PROBLEM TO SOLVE:
Reproduce verbatim the lines below, from the start of the records through the line containing "98 L 34 101", with both ends included. Leave the pictures out of your answer.

Stored dataset items:
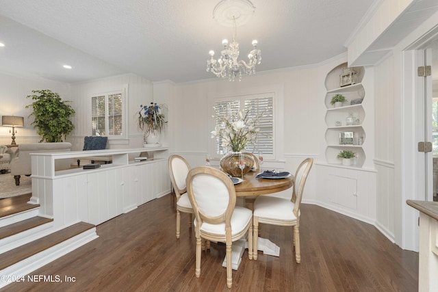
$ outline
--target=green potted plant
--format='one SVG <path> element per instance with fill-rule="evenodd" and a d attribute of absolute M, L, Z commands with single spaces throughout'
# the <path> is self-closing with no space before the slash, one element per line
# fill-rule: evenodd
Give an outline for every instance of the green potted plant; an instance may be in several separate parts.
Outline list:
<path fill-rule="evenodd" d="M 342 106 L 342 103 L 347 101 L 346 98 L 342 94 L 336 94 L 331 98 L 330 103 L 332 105 L 335 105 L 335 107 L 340 107 Z"/>
<path fill-rule="evenodd" d="M 352 164 L 351 159 L 355 157 L 356 157 L 356 152 L 349 150 L 343 150 L 337 155 L 337 158 L 342 159 L 342 165 L 347 166 Z"/>
<path fill-rule="evenodd" d="M 49 90 L 32 90 L 36 94 L 28 95 L 27 98 L 34 101 L 26 105 L 32 107 L 35 120 L 31 124 L 37 129 L 36 133 L 42 137 L 40 142 L 62 142 L 74 129 L 70 117 L 75 110 L 68 105 L 68 101 L 62 101 L 60 94 Z"/>

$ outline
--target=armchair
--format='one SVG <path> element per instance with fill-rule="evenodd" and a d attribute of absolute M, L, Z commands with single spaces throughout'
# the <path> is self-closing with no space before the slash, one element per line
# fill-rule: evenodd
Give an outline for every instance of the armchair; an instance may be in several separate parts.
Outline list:
<path fill-rule="evenodd" d="M 28 143 L 18 145 L 15 157 L 11 160 L 11 174 L 15 178 L 15 185 L 20 185 L 21 175 L 29 176 L 32 173 L 30 153 L 70 151 L 71 144 L 68 142 Z M 70 159 L 57 159 L 56 170 L 70 168 Z"/>

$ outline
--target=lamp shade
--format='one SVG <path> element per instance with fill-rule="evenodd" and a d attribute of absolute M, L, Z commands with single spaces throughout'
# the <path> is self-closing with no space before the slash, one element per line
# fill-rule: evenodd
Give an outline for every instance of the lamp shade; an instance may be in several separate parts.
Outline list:
<path fill-rule="evenodd" d="M 23 117 L 16 116 L 3 116 L 1 117 L 1 125 L 8 127 L 23 127 L 25 119 Z"/>

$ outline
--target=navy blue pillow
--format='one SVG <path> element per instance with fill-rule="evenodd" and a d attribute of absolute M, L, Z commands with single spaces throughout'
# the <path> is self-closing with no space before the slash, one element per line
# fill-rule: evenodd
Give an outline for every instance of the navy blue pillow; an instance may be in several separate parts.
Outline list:
<path fill-rule="evenodd" d="M 107 147 L 107 137 L 86 136 L 83 138 L 83 150 L 102 150 Z"/>

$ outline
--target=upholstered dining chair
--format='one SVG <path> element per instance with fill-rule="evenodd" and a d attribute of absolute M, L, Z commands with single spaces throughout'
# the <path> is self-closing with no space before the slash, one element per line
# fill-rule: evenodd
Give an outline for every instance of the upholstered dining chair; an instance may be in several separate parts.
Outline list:
<path fill-rule="evenodd" d="M 295 173 L 295 181 L 292 187 L 292 196 L 289 200 L 268 196 L 259 196 L 254 202 L 253 222 L 254 225 L 254 244 L 253 257 L 257 259 L 259 223 L 294 226 L 294 245 L 295 260 L 301 261 L 300 250 L 300 205 L 307 175 L 313 164 L 312 158 L 307 158 L 298 165 Z"/>
<path fill-rule="evenodd" d="M 181 230 L 181 213 L 189 214 L 189 228 L 192 227 L 193 208 L 187 194 L 185 178 L 190 170 L 187 160 L 177 155 L 170 155 L 168 159 L 170 181 L 177 197 L 177 238 L 179 238 Z"/>
<path fill-rule="evenodd" d="M 226 243 L 227 285 L 233 285 L 233 241 L 248 233 L 248 257 L 253 258 L 253 212 L 235 206 L 234 185 L 224 172 L 208 166 L 193 168 L 187 176 L 187 192 L 193 206 L 196 238 L 195 276 L 201 276 L 202 239 Z"/>

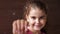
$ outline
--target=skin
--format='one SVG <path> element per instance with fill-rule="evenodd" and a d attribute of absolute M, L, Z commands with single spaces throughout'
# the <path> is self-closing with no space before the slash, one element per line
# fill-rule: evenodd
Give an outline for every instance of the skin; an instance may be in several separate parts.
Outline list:
<path fill-rule="evenodd" d="M 47 15 L 44 10 L 38 7 L 31 7 L 28 15 L 26 15 L 26 20 L 15 20 L 13 22 L 13 34 L 23 34 L 27 29 L 33 32 L 33 34 L 40 34 L 40 30 L 45 26 L 47 21 Z M 27 27 L 28 23 L 28 27 Z M 25 29 L 25 30 L 23 30 Z"/>
<path fill-rule="evenodd" d="M 28 29 L 34 34 L 40 33 L 40 30 L 45 26 L 47 16 L 44 10 L 37 7 L 31 7 L 29 15 L 26 15 L 27 22 L 29 23 Z"/>

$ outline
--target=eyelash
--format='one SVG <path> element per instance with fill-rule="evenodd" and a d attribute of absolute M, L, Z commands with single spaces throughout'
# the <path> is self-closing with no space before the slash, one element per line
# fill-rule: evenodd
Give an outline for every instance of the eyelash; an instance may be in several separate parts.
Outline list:
<path fill-rule="evenodd" d="M 36 17 L 31 17 L 32 19 L 36 19 Z M 45 16 L 41 16 L 39 19 L 44 19 Z"/>
<path fill-rule="evenodd" d="M 36 17 L 32 17 L 33 19 L 36 19 Z"/>

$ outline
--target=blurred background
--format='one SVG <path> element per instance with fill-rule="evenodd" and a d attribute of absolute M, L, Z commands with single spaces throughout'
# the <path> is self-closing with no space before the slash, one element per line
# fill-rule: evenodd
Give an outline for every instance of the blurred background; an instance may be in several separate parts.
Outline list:
<path fill-rule="evenodd" d="M 0 0 L 0 34 L 12 34 L 12 23 L 21 19 L 27 0 Z M 48 34 L 60 34 L 60 0 L 41 0 L 48 5 Z"/>

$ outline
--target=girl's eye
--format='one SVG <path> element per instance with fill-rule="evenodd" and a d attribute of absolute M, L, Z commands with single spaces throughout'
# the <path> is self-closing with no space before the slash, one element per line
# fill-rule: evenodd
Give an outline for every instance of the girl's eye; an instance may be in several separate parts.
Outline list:
<path fill-rule="evenodd" d="M 32 19 L 36 19 L 36 17 L 34 17 L 34 16 L 33 16 L 33 17 L 31 17 L 31 18 L 32 18 Z"/>
<path fill-rule="evenodd" d="M 40 17 L 40 19 L 44 19 L 44 18 L 45 18 L 45 16 L 41 16 L 41 17 Z"/>

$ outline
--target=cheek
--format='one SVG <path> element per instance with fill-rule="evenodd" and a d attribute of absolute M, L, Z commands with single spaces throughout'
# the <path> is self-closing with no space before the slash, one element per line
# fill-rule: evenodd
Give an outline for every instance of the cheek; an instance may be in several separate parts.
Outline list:
<path fill-rule="evenodd" d="M 35 21 L 30 19 L 30 20 L 29 20 L 29 25 L 30 25 L 30 26 L 34 26 L 34 24 L 35 24 Z"/>
<path fill-rule="evenodd" d="M 40 23 L 41 23 L 42 25 L 45 25 L 45 24 L 46 24 L 46 19 L 40 20 Z"/>

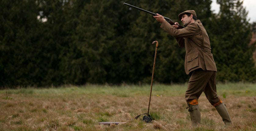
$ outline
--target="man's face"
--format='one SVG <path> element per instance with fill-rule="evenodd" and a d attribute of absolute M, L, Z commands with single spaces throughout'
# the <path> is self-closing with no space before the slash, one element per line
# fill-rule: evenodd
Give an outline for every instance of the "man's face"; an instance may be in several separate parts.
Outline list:
<path fill-rule="evenodd" d="M 191 22 L 191 15 L 188 16 L 186 14 L 184 14 L 182 15 L 181 21 L 184 26 L 186 26 Z"/>

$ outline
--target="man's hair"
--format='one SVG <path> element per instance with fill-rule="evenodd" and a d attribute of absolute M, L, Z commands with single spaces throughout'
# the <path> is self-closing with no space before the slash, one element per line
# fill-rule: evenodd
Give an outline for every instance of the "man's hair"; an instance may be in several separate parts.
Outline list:
<path fill-rule="evenodd" d="M 186 15 L 187 15 L 188 16 L 190 16 L 190 15 L 191 15 L 191 14 L 189 13 L 185 13 L 185 14 Z M 196 17 L 196 16 L 195 16 L 193 15 L 193 19 L 195 20 L 197 20 L 197 17 Z"/>

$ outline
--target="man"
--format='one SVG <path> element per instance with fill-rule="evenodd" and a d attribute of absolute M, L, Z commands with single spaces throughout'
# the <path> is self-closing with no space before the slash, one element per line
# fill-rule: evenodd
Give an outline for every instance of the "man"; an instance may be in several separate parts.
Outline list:
<path fill-rule="evenodd" d="M 186 28 L 178 29 L 179 25 L 171 25 L 162 15 L 154 17 L 162 23 L 160 27 L 175 37 L 179 45 L 185 47 L 185 71 L 190 78 L 185 98 L 192 125 L 200 123 L 200 110 L 198 99 L 203 92 L 211 104 L 215 107 L 225 125 L 232 123 L 225 105 L 217 96 L 216 89 L 217 69 L 211 53 L 208 35 L 200 21 L 197 20 L 193 10 L 185 11 L 178 15 Z"/>

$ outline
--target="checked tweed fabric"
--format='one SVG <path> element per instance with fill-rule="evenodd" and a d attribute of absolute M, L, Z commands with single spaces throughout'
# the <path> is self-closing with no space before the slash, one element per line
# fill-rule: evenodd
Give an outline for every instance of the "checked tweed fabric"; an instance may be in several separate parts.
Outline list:
<path fill-rule="evenodd" d="M 185 94 L 186 101 L 198 99 L 203 92 L 211 104 L 213 105 L 220 98 L 217 95 L 216 76 L 214 71 L 195 70 L 189 81 L 188 89 Z"/>
<path fill-rule="evenodd" d="M 217 71 L 211 53 L 209 38 L 200 20 L 197 20 L 186 28 L 179 29 L 165 21 L 160 27 L 175 37 L 180 47 L 185 48 L 185 69 L 186 74 L 189 74 L 199 68 L 204 70 Z"/>

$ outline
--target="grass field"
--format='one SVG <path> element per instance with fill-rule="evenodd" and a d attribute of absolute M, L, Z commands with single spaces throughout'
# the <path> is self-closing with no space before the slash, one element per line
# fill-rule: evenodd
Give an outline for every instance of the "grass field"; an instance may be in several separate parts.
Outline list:
<path fill-rule="evenodd" d="M 203 93 L 198 100 L 201 123 L 192 127 L 186 109 L 186 84 L 153 85 L 152 123 L 142 121 L 142 116 L 122 125 L 100 125 L 146 113 L 150 86 L 86 85 L 0 90 L 0 130 L 256 130 L 256 84 L 217 86 L 233 122 L 230 126 L 224 126 Z"/>

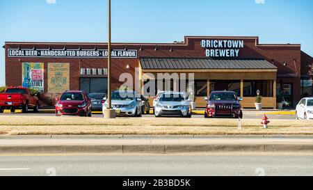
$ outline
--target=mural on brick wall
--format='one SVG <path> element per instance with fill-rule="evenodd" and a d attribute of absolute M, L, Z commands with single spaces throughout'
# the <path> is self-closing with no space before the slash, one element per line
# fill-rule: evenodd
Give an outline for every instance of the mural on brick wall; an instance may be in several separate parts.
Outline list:
<path fill-rule="evenodd" d="M 62 93 L 70 90 L 70 63 L 48 63 L 48 93 Z"/>
<path fill-rule="evenodd" d="M 34 88 L 40 92 L 43 92 L 44 63 L 23 63 L 22 69 L 22 83 L 23 87 Z"/>

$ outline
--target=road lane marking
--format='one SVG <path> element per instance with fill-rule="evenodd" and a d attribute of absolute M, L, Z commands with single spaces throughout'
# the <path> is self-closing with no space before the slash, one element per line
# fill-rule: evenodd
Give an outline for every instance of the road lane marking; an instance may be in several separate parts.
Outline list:
<path fill-rule="evenodd" d="M 29 171 L 29 168 L 0 168 L 0 171 Z"/>

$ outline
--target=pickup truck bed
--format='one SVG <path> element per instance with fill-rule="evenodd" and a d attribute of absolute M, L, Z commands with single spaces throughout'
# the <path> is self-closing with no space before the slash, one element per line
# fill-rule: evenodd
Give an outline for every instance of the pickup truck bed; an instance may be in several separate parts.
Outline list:
<path fill-rule="evenodd" d="M 10 87 L 4 93 L 0 93 L 0 113 L 3 113 L 4 109 L 10 109 L 11 112 L 15 112 L 18 109 L 22 109 L 26 113 L 29 108 L 33 109 L 35 112 L 38 111 L 38 98 L 31 95 L 29 89 Z"/>

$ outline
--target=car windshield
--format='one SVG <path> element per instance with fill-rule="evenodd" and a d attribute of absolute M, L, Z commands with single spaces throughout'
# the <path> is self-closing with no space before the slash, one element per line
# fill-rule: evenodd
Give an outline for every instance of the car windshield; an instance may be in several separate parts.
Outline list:
<path fill-rule="evenodd" d="M 106 97 L 106 94 L 102 93 L 91 93 L 88 95 L 88 97 L 91 99 L 101 99 L 103 100 Z"/>
<path fill-rule="evenodd" d="M 185 98 L 182 94 L 165 93 L 160 98 L 161 102 L 182 102 Z"/>
<path fill-rule="evenodd" d="M 212 93 L 210 97 L 210 100 L 236 101 L 236 98 L 234 93 Z"/>
<path fill-rule="evenodd" d="M 307 106 L 313 106 L 313 100 L 307 100 Z"/>
<path fill-rule="evenodd" d="M 22 88 L 9 88 L 6 90 L 8 94 L 25 94 L 25 89 Z"/>
<path fill-rule="evenodd" d="M 83 96 L 82 93 L 64 93 L 60 100 L 78 100 L 83 101 Z"/>
<path fill-rule="evenodd" d="M 112 93 L 112 100 L 131 101 L 135 99 L 133 93 L 115 92 Z"/>
<path fill-rule="evenodd" d="M 156 94 L 156 97 L 159 97 L 163 93 L 158 93 Z"/>

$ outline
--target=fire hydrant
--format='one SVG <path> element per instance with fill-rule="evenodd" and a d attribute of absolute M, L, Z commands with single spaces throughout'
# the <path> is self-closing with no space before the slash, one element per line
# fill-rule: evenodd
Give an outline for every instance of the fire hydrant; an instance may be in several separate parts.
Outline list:
<path fill-rule="evenodd" d="M 270 121 L 268 120 L 268 118 L 266 117 L 266 116 L 263 115 L 262 117 L 262 121 L 261 122 L 261 124 L 263 125 L 263 127 L 264 129 L 267 129 L 267 125 L 270 123 Z"/>

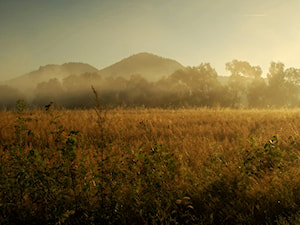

TASK OUTPUT:
$ outline
--target=green potted plant
--format='one SVG <path> element per instance with fill-rule="evenodd" and a d attribute of absolute M, L, Z commands with single spaces throughout'
# the <path> is self-closing with no space before the slash, one element per line
# fill-rule: evenodd
Give an outline for every instance of the green potted plant; an instance may be in several separate parts.
Outline list:
<path fill-rule="evenodd" d="M 342 106 L 342 103 L 347 101 L 346 98 L 342 94 L 336 94 L 331 98 L 330 103 L 332 105 L 335 105 L 335 107 L 340 107 Z"/>
<path fill-rule="evenodd" d="M 352 164 L 351 159 L 355 157 L 356 157 L 356 152 L 349 150 L 343 150 L 337 155 L 337 158 L 342 159 L 342 165 L 347 166 Z"/>
<path fill-rule="evenodd" d="M 49 90 L 32 90 L 36 94 L 28 95 L 27 98 L 34 101 L 26 105 L 32 107 L 35 120 L 31 124 L 37 129 L 36 133 L 42 137 L 40 142 L 62 142 L 74 129 L 70 117 L 75 110 L 68 105 L 68 101 L 62 101 L 60 94 Z"/>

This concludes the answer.